### Tasks
- A) Repeat, word for word, the portion of the Devoran quayside passage below, starting with "How did we arrive" and going on through "and gravels below.".
- B) Finish out the next part of the account of Devoran and its creek below, picking up directly after its final sentence.

### Text shown
In its heyday, Devoran quayside must have been some place. The Redruth and Chasewater railway arrived at the quay in 1826, replacing the pack horses that bought the copper and tin ore down from the mines inland. Devoran became the principal quay for copper ore on the Fal. Following the railway in 1826, a new town was developed by the Lanhydrock estate – during the 1840’s two long terraced streets appeared; one being commercial with shops, a market house, four pubs, a post office, police station, school, church and chapel. For a time Devoran was the busiest quay in Cornwall, with nearly 100,000 tonnes passing through it in 1853. Several hundred tonnes of copper and tin ore exports and coal imports would be hand barrowed across the quayside whilst rafts of Scandinavian timber would be poled further upriver to be seasoned in ponds, ready for pit props at a later date.





Now the long quayside is grassed over, gorse bushes creep in from the margins and a number of discreetly placed benches are all that is left. The small creek alongside the quayside has silted up although I still thought it would be an excellent dinghy cruising destination on a high spring tide. I could tie up alongside the quay, dry out on flat mud as the tide ebbed and whilst camping isn’t allowed on the quay itself, I’d hope that the village council wouldn’t mid a one-night stay on board under tarp tent.


How did we arrive at the lovely village with its pub, school, chapel and stunning terraced houses? Well we turned south instead of north when we arrived at Bissoe and its bike hire shed and café.  We followed the small brook downstream as it meandered and slowly widened to a stream; down through the old industrial heartland, now a nature reserve of clay pit lakes and heathland. We admired butterflies and soaring buzzards, marvelled at the engineering accomplishments of the great western railway engineers who built such monumental viaducts across the Cornish valleys and sat on the banks of the meandering stream where rushes were starting to grow in the warm spring sunshine and river weeds were a verdant green in contrast to the coppery brown muds and gravels below.

From the upper creek at Devoran, the stream widened rapidly to a river. Wading curlew, oyster-catchers and sandpipers strode purposefully along the waterline dipping slender beaks into the brown ooze in search of tasty morsels. On the far bank, fallen branches, weathered silvery grey with exposure to the elements over the years, provided useful roosts for heron and egret. From the small square harbour with its small yachts and boats, sounds of maintenance – a mallet and chisel; then a drill. Essential refit work being done ready for the coming season.  Way to the south, along the eastern bank, large detached houses with long lawns sloped down to the riverside and somewhere around the far corner lay the port of Falmouth; but that seemed a far, far away distance from this sleepy little village basking in the higher than average sunshine temperatures.

### Material supplied
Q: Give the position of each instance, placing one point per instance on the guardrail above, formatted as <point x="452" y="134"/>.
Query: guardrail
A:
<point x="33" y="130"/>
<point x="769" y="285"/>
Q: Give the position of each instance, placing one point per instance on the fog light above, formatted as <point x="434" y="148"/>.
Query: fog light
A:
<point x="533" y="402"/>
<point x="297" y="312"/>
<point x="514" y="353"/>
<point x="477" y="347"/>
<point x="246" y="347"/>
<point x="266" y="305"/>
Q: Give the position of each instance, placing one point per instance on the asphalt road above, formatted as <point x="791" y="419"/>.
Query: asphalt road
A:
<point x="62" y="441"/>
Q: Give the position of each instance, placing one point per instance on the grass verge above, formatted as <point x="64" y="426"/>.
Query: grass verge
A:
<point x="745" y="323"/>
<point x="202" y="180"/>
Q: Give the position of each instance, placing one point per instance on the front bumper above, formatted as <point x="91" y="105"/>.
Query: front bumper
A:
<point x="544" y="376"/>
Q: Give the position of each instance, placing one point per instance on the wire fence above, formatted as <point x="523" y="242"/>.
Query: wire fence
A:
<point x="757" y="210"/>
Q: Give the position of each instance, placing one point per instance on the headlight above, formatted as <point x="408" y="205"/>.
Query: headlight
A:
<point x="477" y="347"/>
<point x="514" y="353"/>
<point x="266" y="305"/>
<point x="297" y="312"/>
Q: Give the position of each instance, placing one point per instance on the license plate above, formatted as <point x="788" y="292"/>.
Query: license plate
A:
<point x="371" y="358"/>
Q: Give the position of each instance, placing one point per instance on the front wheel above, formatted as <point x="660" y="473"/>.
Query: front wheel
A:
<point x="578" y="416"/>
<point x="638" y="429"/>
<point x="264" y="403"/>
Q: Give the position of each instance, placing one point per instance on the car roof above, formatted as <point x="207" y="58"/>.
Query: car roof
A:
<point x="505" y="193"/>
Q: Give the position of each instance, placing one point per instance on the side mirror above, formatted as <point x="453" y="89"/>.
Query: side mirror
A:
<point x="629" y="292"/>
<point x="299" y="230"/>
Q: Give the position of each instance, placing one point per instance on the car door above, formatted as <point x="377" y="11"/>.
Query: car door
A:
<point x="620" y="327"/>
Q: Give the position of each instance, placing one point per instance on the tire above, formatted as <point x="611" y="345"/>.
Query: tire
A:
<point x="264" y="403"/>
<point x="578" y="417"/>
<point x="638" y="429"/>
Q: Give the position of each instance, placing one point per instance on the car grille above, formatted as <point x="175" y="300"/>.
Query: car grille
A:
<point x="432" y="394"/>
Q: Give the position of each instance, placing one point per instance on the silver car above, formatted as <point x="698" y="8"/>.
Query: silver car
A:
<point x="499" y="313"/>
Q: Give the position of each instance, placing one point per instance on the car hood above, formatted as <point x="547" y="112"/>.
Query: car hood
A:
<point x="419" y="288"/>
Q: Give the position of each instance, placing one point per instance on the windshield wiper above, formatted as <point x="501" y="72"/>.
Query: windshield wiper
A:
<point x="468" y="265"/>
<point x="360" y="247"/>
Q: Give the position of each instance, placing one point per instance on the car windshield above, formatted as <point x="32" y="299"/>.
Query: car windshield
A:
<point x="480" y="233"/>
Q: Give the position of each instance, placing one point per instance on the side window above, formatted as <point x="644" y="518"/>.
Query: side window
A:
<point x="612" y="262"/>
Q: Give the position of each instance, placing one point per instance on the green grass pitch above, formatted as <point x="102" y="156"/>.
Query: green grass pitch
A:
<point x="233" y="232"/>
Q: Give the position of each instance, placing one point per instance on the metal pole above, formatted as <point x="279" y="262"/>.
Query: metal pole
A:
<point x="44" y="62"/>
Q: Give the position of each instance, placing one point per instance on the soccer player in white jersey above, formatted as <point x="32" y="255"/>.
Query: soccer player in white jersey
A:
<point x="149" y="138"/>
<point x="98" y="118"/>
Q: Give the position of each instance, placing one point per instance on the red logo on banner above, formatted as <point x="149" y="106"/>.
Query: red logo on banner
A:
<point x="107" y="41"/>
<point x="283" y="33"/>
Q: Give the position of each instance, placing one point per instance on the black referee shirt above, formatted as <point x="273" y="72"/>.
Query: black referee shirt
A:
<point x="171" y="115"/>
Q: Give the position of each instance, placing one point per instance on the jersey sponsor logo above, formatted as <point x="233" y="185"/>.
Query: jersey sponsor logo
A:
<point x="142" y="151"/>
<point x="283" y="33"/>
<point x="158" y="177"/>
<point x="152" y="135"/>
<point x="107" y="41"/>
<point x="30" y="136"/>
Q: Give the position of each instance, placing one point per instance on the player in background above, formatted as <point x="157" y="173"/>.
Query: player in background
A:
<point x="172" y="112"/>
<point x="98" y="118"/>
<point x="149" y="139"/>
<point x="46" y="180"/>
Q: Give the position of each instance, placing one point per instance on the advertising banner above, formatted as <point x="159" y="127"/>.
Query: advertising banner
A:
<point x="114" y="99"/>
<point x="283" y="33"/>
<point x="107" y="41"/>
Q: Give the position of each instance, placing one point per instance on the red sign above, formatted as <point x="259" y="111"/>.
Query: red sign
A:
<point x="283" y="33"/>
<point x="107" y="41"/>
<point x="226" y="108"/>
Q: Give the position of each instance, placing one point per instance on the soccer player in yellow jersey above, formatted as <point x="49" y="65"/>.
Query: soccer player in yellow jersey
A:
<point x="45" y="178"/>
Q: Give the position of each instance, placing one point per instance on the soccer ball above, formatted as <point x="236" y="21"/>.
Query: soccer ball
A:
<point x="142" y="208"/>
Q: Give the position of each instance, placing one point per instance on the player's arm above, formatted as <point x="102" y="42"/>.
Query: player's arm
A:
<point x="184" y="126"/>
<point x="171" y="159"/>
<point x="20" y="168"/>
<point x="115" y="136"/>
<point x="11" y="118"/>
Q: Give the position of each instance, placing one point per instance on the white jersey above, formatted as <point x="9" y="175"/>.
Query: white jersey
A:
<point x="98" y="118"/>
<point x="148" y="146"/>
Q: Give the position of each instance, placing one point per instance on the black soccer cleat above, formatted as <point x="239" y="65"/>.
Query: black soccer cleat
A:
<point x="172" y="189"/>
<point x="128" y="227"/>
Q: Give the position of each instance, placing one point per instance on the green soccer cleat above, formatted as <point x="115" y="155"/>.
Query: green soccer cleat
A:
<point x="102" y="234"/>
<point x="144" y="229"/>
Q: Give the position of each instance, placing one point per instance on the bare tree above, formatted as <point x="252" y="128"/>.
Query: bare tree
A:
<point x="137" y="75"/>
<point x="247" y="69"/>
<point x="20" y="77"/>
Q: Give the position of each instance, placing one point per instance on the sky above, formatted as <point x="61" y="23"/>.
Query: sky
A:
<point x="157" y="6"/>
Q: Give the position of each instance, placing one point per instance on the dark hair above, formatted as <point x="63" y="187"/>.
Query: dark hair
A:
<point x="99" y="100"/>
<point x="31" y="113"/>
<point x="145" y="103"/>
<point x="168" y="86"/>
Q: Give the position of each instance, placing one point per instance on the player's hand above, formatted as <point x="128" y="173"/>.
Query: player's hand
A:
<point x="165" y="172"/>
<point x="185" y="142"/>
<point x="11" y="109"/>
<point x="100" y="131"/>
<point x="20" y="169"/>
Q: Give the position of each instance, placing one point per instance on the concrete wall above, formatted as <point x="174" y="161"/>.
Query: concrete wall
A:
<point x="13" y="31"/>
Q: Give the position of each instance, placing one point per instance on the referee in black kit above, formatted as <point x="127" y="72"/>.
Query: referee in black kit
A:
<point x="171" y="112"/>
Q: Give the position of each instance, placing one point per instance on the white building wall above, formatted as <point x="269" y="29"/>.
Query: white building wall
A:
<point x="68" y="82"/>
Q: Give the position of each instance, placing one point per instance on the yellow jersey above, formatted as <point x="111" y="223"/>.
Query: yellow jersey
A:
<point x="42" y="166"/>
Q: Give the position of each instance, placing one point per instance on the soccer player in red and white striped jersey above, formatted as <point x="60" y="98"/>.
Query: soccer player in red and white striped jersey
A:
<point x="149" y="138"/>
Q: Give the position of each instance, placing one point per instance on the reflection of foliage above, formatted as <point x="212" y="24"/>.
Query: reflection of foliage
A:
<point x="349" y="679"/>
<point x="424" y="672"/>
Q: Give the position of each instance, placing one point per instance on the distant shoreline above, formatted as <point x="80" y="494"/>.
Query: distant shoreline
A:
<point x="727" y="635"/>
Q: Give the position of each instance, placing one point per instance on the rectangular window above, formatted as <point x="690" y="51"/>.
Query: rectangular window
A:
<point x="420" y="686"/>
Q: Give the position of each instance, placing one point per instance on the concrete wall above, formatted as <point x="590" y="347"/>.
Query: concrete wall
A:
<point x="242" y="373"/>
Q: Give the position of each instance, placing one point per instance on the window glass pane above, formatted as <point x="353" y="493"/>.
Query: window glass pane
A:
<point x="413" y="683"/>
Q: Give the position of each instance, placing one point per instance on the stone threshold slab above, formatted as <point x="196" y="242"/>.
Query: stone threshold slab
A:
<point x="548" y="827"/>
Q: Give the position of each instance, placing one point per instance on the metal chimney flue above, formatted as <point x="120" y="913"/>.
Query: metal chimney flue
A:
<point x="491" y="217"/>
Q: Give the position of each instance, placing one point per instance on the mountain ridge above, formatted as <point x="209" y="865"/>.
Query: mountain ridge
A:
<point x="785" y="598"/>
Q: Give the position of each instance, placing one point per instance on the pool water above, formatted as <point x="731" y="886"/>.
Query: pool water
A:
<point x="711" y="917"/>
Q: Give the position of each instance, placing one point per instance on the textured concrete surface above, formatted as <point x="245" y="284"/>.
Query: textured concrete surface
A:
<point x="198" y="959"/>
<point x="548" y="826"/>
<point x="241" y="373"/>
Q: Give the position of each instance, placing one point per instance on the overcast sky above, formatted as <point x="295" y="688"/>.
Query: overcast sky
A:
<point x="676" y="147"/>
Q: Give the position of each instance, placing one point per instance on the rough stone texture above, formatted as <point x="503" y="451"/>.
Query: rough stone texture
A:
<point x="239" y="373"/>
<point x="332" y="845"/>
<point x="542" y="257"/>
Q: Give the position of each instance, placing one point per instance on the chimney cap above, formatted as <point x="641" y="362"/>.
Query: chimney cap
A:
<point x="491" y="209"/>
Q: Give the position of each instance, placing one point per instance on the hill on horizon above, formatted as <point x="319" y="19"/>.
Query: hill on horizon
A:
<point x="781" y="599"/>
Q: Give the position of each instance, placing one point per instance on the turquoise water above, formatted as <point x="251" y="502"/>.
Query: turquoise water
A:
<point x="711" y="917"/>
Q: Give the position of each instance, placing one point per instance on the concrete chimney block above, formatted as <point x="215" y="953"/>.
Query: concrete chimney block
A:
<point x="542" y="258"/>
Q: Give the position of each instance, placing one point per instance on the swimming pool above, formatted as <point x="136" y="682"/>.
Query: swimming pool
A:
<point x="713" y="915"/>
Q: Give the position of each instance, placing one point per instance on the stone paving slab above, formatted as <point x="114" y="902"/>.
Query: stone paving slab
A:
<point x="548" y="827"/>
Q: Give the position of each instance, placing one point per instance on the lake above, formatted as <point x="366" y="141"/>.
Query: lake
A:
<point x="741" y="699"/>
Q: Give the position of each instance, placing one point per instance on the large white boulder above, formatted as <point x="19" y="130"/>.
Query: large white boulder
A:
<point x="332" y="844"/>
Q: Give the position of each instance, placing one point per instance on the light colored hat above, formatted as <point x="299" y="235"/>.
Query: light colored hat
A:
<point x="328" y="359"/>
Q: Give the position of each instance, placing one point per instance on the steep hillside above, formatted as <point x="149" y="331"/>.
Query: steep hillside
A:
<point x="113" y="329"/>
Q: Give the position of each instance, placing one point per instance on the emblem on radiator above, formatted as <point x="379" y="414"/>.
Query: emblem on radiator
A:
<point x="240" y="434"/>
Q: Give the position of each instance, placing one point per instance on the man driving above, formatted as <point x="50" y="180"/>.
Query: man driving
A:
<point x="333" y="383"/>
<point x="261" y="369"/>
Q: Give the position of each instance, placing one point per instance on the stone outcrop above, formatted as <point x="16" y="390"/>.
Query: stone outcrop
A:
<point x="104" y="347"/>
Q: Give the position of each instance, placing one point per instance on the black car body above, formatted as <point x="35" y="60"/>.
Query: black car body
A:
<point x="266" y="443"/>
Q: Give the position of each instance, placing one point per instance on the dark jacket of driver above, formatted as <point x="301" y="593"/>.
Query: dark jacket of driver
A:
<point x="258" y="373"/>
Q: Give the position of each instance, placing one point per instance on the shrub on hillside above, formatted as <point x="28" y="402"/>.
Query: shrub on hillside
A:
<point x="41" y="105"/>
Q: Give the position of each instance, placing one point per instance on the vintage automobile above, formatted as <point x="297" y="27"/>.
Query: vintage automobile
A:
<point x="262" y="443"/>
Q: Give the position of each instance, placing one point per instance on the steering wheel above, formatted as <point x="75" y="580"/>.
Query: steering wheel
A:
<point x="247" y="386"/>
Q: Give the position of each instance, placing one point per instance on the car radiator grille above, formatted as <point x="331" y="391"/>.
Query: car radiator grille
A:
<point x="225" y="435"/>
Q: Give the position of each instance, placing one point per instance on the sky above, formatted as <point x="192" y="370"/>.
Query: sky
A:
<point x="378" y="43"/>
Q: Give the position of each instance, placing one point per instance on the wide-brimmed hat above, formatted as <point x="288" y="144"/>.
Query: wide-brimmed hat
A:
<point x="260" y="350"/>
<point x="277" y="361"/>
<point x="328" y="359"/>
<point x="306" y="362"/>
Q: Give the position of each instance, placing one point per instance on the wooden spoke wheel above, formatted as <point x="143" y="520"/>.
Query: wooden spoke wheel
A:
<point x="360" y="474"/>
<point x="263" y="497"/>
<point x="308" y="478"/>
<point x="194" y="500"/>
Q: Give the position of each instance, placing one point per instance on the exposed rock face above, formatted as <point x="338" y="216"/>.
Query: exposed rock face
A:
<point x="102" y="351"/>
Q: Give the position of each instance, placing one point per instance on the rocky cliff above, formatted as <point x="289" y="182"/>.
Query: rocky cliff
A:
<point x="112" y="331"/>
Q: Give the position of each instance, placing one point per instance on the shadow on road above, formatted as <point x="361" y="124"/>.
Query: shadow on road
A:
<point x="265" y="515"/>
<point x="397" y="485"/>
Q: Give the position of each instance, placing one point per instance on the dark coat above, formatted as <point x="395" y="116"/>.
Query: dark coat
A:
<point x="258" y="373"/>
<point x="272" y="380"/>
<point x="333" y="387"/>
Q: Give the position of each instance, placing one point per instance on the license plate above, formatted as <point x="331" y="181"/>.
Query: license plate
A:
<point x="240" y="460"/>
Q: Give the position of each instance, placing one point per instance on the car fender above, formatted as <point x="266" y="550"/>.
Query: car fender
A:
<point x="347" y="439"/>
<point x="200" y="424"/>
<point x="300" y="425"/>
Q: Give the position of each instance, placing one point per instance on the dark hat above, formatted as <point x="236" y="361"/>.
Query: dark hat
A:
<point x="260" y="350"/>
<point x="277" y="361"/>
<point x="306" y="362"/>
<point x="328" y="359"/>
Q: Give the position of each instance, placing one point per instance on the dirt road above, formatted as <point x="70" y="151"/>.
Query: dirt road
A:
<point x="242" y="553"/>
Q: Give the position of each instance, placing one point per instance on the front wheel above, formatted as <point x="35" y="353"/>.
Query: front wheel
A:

### Results of the exercise
- A)
How did we arrive at the lovely village with its pub, school, chapel and stunning terraced houses? Well we turned south instead of north when we arrived at Bissoe and its bike hire shed and café.  We followed the small brook downstream as it meandered and slowly widened to a stream; down through the old industrial heartland, now a nature reserve of clay pit lakes and heathland. We admired butterflies and soaring buzzards, marvelled at the engineering accomplishments of the great western railway engineers who built such monumental viaducts across the Cornish valleys and sat on the banks of the meandering stream where rushes were starting to grow in the warm spring sunshine and river weeds were a verdant green in contrast to the coppery brown muds and gravels below.

- B)
Having cycled south, we headed back north, stopping for salted caramel ice creams before navigating the cycle trails across the old mining landscape to the south of Scourrier. Here the landscape showed the scars of its past industrial heritage; huge slate grey spoil tips stained with yellow and copper brown streaks; piles of old waste slate and mine workings; capped mine shafts with their now familiar conical iron lattice frameworks to stop the unwary from a nasty fall. 


On the skyline the old wheal mines, tall round chimneys and the two-story engine houses with their triangular gable end silhouettes. In places abandoned mine buildings provided exploring opportunities. Yesterday was a leisurely 7 miles. Today we did 12. Building up the fitness for the summer, slowly but surely!



Back at the campsite, we sat out in the sun in the lee of the caravan and an old stone wall covered with grasses, low hawthorn hedges and cow parsley; cuppas and the Saturday papers, the sun began its descent in the far west, a deepening but dimming fiery orangery pink ball casting the same colour palette mix across a linear swathe of the silvery grey Atlantic ocean. It was going to be a spectacular sunset from the dining table tonight!




Friday, 27 April 2018

Towing humiliation...........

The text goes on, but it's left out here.